- _PROBLEM STATEMENT_
Reproduce these records line for line, with no changes.

- _Point annotation data_
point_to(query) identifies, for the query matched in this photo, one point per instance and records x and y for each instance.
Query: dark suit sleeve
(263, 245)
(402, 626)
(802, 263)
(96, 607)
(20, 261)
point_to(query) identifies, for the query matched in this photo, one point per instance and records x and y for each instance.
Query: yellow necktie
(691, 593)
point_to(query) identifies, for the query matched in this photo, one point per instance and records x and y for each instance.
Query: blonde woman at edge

- _WORKED ANSWER_
point_to(query) identifies, for the query matched in this photo, one point per instance and records x and y for each instance.
Query: dark suit sleeve
(263, 245)
(402, 626)
(802, 263)
(96, 607)
(20, 261)
point_to(query) identifies, for the query matched in this photo, one point per instance and records x and y for each instance.
Query: yellow necktie
(691, 593)
point_to(query) identifies, for the query matched in this photo, one point per instance and records x and y for each instance.
Query: blonde woman at edge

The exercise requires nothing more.